WAS ZU TUN IST | Ziehen Sie aus der folgenden Auflistung jede Zeile heraus, in der die Zeichenfolge „positive“ vorkommt. Groß- und Kleinschreibung sind dabei zu beachten.

==========

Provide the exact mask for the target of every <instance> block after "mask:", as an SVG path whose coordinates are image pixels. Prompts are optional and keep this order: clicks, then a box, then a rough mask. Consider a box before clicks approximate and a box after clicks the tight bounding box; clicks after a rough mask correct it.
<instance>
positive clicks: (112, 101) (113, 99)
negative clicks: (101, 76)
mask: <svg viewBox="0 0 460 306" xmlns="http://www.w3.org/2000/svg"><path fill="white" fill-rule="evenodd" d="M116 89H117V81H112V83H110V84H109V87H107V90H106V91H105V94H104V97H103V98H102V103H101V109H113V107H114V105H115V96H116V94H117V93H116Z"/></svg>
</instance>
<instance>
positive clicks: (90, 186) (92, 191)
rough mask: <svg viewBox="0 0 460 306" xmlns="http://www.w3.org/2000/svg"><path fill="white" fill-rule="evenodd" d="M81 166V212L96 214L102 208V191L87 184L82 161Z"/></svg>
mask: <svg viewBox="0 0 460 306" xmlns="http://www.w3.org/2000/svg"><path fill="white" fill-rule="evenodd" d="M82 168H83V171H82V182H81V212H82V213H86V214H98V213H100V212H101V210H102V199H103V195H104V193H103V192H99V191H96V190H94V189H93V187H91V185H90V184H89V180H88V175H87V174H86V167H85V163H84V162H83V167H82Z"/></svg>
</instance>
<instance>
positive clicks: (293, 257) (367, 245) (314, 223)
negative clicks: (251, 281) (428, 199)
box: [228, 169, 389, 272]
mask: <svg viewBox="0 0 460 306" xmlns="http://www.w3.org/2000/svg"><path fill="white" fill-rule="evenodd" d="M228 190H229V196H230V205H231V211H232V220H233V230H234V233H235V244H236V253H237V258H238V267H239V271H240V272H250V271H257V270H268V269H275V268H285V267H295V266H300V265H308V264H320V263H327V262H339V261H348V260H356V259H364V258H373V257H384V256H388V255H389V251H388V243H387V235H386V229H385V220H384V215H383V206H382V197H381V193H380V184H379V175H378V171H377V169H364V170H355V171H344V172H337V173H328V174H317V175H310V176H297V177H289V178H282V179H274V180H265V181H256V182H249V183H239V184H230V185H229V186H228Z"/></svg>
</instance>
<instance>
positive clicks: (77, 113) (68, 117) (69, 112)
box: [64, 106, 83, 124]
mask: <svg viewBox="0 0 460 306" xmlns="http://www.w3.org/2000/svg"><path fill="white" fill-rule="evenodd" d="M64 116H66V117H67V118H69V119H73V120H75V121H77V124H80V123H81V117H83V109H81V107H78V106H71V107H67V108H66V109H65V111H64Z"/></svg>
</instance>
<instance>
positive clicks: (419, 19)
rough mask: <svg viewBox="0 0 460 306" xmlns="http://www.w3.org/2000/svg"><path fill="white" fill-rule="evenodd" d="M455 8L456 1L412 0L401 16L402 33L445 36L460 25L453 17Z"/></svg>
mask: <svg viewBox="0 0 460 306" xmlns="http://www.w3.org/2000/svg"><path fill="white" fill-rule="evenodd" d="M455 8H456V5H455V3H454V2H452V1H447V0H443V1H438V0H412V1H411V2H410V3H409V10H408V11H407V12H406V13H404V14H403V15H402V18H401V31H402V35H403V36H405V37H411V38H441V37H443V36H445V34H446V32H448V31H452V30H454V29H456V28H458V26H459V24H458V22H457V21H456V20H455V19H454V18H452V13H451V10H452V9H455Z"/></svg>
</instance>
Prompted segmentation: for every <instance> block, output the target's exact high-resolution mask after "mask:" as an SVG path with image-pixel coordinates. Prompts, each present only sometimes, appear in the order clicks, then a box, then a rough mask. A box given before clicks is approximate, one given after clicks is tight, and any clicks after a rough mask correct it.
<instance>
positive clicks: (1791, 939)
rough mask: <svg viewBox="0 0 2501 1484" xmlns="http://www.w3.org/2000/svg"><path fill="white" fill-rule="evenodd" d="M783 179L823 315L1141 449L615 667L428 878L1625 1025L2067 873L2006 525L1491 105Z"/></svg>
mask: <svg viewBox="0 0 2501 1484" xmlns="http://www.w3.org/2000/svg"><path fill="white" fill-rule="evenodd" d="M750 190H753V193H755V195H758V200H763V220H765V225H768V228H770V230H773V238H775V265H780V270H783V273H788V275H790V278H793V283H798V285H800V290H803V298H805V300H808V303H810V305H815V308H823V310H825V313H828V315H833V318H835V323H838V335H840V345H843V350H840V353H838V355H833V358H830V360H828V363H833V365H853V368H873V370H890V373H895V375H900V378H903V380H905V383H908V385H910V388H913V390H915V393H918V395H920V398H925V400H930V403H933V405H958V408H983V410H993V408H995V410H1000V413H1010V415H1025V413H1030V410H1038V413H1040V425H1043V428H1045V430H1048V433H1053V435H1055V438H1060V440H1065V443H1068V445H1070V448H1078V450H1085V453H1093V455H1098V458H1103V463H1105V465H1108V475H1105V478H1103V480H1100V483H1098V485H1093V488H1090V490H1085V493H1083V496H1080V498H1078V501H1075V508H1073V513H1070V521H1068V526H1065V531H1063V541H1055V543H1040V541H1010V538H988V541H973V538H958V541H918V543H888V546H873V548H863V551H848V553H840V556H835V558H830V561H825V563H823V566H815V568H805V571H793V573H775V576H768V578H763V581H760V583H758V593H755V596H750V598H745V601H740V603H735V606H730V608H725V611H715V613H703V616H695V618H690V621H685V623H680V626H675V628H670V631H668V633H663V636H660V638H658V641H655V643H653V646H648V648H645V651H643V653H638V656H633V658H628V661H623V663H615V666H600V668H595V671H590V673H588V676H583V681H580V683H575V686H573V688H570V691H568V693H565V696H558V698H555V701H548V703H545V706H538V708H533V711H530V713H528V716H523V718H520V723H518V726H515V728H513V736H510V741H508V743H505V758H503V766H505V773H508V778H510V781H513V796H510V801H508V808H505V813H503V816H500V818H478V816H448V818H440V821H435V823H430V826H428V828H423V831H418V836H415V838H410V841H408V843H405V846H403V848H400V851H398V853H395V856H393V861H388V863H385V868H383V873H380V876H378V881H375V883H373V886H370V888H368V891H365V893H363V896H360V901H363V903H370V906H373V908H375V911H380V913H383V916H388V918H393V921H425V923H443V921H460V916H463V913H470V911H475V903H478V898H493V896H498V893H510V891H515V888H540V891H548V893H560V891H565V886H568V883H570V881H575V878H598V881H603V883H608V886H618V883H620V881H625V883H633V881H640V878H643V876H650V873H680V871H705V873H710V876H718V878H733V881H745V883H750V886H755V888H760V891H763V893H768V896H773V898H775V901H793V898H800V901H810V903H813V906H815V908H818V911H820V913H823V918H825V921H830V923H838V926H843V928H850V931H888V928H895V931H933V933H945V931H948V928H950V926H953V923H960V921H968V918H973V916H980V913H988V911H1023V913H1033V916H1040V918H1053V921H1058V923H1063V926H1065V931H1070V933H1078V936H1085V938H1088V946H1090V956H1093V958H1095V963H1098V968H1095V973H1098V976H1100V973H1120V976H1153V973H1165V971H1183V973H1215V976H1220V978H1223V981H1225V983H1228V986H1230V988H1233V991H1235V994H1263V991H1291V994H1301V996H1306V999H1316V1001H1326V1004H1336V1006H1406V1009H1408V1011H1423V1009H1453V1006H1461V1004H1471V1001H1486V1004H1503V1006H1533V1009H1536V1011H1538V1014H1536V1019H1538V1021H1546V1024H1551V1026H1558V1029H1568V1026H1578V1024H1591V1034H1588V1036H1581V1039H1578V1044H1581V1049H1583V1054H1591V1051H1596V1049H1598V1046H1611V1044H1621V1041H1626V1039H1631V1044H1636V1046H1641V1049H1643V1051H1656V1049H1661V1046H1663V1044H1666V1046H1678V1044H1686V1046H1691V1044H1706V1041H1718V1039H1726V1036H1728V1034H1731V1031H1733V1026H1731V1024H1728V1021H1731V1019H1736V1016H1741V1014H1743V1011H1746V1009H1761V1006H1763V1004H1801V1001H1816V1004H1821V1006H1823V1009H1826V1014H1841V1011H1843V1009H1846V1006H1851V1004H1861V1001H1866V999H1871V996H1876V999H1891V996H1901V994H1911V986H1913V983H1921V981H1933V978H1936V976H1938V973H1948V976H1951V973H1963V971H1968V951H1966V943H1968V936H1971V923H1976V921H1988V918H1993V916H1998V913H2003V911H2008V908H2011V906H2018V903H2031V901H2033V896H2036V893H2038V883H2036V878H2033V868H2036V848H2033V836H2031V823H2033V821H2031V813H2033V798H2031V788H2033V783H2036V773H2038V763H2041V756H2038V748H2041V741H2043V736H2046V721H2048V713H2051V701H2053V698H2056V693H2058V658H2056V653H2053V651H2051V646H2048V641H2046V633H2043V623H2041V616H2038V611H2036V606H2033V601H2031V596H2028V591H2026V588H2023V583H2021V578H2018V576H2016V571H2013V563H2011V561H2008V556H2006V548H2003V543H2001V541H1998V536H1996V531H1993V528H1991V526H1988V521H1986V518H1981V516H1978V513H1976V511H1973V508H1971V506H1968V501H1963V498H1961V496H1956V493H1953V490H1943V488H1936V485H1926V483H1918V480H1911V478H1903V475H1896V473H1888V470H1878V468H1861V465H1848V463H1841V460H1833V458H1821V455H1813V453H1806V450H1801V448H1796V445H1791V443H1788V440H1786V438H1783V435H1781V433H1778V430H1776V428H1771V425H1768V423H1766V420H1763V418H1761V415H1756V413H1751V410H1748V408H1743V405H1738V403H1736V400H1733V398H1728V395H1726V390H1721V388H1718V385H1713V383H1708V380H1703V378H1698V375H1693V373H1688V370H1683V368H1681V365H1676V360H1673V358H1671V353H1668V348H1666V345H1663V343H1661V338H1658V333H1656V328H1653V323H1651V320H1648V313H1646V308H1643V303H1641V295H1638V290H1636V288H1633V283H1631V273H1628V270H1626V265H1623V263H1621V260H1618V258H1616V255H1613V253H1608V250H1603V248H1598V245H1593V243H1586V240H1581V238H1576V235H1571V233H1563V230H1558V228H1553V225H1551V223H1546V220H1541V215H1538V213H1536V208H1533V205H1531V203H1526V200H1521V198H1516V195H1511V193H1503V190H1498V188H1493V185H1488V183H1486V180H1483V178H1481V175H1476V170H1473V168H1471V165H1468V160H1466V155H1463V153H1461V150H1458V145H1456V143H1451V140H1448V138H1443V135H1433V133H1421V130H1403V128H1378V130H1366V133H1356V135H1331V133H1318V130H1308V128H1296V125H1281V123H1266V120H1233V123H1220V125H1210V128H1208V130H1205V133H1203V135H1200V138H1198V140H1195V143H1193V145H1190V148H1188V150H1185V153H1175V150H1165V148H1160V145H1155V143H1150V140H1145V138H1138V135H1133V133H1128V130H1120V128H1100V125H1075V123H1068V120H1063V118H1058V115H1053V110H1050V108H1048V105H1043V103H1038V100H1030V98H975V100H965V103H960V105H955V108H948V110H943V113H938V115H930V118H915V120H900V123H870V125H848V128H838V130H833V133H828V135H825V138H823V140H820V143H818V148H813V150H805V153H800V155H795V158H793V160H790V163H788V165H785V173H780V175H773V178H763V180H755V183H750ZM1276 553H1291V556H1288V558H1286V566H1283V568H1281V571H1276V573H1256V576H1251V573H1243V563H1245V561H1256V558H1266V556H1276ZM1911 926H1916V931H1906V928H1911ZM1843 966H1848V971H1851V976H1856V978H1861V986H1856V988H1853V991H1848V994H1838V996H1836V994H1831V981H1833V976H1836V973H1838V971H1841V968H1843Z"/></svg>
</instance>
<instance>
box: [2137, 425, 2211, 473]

==========

ANTWORT FOLGT |
positive clicks: (112, 101) (113, 99)
positive clicks: (90, 186) (92, 191)
positive clicks: (293, 257) (367, 245) (314, 223)
positive clicks: (77, 113) (68, 117) (69, 112)
positive clicks: (419, 19)
positive clicks: (1791, 939)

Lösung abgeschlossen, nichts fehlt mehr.